### THE DATA

▼▼▼

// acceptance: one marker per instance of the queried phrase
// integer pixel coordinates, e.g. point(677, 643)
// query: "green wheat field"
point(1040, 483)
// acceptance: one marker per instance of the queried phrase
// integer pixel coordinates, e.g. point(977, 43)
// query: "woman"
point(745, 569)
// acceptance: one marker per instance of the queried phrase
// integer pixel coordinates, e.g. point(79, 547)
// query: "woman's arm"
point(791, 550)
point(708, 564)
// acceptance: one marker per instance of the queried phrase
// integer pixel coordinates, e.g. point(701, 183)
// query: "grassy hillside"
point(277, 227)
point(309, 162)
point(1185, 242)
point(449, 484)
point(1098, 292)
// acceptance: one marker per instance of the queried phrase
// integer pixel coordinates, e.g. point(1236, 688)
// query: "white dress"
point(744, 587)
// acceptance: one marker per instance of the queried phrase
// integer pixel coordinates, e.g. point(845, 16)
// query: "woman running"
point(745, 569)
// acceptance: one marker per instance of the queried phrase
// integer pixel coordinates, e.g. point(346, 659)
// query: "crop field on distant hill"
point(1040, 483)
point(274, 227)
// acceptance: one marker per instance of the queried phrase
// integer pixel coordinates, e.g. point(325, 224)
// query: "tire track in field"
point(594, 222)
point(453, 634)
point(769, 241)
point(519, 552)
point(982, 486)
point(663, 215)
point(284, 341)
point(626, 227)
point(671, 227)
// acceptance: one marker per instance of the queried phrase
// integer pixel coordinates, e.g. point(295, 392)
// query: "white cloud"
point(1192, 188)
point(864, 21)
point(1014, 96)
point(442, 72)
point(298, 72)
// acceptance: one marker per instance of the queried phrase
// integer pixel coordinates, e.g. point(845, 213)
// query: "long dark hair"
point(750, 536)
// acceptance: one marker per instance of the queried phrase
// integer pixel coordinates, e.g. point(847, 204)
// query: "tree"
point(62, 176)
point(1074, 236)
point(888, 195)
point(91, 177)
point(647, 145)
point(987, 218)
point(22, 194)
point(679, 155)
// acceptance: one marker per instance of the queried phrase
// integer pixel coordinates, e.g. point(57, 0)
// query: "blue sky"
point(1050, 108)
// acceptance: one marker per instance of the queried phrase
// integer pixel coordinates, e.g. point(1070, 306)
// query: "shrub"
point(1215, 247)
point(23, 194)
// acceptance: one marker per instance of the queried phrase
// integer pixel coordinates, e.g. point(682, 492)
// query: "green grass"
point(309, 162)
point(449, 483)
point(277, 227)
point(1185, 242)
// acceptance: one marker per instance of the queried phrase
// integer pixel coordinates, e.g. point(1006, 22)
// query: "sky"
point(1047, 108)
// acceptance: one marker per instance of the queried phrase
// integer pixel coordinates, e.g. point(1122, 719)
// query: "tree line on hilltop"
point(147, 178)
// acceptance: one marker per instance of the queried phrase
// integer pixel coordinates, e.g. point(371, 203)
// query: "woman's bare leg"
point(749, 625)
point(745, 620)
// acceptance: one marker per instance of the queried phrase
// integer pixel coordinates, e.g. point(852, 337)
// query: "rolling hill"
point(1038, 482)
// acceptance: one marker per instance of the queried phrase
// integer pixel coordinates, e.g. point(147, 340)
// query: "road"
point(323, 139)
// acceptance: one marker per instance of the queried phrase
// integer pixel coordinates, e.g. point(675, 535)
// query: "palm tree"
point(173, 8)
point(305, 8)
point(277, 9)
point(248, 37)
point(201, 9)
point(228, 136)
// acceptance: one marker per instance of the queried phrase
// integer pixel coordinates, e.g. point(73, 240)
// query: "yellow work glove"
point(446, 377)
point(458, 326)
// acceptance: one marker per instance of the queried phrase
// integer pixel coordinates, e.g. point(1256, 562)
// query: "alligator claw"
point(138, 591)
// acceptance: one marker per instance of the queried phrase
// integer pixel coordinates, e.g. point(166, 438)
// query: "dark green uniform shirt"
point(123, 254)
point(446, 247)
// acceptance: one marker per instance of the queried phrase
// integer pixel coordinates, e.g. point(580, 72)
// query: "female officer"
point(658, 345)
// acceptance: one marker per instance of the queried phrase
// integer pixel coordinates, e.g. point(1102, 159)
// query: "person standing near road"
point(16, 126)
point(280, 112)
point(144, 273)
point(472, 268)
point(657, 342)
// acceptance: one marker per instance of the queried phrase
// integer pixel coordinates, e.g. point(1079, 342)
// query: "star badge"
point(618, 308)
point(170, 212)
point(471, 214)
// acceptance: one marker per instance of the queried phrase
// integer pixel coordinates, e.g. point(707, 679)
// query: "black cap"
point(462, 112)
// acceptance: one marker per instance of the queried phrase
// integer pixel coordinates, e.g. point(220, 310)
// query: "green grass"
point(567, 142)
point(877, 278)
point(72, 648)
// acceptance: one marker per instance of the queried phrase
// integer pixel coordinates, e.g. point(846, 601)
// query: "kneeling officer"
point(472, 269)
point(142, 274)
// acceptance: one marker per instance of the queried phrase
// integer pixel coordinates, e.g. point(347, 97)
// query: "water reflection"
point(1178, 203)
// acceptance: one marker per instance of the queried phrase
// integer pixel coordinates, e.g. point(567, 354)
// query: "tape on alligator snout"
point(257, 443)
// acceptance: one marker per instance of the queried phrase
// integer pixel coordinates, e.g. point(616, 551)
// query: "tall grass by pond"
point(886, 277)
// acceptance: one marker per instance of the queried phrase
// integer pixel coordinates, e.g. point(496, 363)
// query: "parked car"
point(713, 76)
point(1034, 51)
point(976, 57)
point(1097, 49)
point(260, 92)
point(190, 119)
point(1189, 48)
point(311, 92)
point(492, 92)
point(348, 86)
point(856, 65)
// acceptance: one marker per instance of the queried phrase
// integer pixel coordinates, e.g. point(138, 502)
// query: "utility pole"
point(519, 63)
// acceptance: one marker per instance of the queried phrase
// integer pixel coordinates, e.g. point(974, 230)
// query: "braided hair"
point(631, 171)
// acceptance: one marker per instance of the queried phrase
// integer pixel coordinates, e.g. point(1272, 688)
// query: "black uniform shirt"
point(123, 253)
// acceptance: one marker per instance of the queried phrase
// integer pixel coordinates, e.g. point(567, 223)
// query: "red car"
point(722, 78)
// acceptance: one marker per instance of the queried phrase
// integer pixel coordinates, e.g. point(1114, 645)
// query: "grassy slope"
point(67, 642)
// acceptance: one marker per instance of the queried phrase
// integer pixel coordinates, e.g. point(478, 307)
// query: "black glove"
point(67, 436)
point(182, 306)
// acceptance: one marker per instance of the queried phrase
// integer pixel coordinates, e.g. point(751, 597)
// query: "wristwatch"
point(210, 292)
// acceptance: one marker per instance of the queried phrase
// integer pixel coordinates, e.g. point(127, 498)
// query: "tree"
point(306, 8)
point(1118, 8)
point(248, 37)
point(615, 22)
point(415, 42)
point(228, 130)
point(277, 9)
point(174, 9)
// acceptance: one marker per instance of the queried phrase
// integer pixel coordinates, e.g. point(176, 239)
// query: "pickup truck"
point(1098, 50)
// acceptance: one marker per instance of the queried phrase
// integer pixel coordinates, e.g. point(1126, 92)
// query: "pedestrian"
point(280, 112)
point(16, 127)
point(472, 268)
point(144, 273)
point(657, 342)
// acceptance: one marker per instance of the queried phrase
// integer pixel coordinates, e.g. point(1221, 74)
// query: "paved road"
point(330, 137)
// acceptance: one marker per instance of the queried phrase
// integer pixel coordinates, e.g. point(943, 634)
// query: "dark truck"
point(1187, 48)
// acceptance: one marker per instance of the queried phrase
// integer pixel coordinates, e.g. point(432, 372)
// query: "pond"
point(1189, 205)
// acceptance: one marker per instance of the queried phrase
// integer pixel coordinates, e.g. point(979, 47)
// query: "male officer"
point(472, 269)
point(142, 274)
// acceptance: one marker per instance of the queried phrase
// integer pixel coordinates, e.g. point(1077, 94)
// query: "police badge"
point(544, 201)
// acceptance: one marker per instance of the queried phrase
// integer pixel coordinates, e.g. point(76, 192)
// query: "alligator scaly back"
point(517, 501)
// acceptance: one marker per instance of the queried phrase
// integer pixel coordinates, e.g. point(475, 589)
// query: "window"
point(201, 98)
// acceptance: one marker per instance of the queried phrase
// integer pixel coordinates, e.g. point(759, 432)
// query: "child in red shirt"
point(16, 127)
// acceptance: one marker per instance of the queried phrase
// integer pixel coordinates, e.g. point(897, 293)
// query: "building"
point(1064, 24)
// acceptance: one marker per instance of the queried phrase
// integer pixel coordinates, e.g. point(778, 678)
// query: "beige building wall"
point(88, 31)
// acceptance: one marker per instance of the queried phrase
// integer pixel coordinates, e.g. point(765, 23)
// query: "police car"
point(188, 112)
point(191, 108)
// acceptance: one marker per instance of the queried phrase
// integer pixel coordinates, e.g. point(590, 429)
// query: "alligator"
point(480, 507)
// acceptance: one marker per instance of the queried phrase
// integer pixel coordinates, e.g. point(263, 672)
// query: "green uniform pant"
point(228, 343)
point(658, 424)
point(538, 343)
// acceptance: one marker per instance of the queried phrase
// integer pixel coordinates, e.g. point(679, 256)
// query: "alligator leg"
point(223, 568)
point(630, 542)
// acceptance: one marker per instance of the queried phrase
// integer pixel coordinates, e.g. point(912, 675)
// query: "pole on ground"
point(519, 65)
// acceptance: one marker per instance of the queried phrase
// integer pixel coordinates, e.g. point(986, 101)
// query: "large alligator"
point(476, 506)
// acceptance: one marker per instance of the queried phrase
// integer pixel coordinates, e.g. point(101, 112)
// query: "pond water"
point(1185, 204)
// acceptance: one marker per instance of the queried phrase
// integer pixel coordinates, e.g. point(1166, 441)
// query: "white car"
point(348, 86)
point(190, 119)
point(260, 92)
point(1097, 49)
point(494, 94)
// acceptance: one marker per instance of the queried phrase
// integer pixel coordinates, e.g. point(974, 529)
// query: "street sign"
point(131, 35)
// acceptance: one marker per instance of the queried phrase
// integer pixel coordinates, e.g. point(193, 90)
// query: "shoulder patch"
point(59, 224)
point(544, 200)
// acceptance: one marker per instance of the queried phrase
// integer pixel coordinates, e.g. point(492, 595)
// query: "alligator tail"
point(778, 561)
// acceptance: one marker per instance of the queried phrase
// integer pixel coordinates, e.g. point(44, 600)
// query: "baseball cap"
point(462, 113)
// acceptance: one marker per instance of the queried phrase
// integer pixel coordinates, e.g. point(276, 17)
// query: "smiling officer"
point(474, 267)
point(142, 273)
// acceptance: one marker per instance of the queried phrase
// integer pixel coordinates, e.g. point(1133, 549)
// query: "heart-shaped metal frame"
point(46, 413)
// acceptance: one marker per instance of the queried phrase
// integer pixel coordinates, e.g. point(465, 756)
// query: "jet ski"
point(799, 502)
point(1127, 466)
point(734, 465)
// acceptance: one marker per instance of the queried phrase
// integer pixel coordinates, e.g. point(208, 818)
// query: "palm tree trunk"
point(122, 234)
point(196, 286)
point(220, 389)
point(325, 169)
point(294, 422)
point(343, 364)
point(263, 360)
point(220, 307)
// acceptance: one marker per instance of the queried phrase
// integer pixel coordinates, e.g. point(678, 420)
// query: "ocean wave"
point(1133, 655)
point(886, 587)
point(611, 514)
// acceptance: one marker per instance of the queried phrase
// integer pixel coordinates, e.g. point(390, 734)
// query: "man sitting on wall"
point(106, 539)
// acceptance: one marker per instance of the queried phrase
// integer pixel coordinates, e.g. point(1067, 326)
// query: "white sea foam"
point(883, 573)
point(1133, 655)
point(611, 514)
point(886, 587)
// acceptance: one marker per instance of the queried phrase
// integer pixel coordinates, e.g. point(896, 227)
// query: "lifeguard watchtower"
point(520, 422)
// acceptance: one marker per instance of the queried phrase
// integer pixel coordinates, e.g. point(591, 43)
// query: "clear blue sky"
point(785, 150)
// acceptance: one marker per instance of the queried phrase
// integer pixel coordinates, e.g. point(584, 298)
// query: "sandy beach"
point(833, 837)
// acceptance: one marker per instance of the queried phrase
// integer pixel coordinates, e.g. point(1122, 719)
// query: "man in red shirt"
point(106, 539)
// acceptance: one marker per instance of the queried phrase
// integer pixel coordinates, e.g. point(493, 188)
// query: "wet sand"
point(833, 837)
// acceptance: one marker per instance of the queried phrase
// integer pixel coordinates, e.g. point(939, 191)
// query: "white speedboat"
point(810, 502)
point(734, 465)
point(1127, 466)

▲▲▲

### WHAT THE EXERCISE ASKS
Up to and including the line with "e.g. point(79, 547)", write out the records above exactly, starting from their first line.

### ANSWER BOX
// acceptance: one marker per instance of the queried phrase
// integer pixel coordinates, e.g. point(677, 643)
// query: "green wheat field"
point(1040, 483)
// acceptance: one marker per instance of the queried phrase
// integer pixel coordinates, e.g. point(977, 43)
// query: "woman"
point(745, 569)
// acceptance: one marker per instance of the queried phrase
// integer pixel coordinates, e.g. point(79, 547)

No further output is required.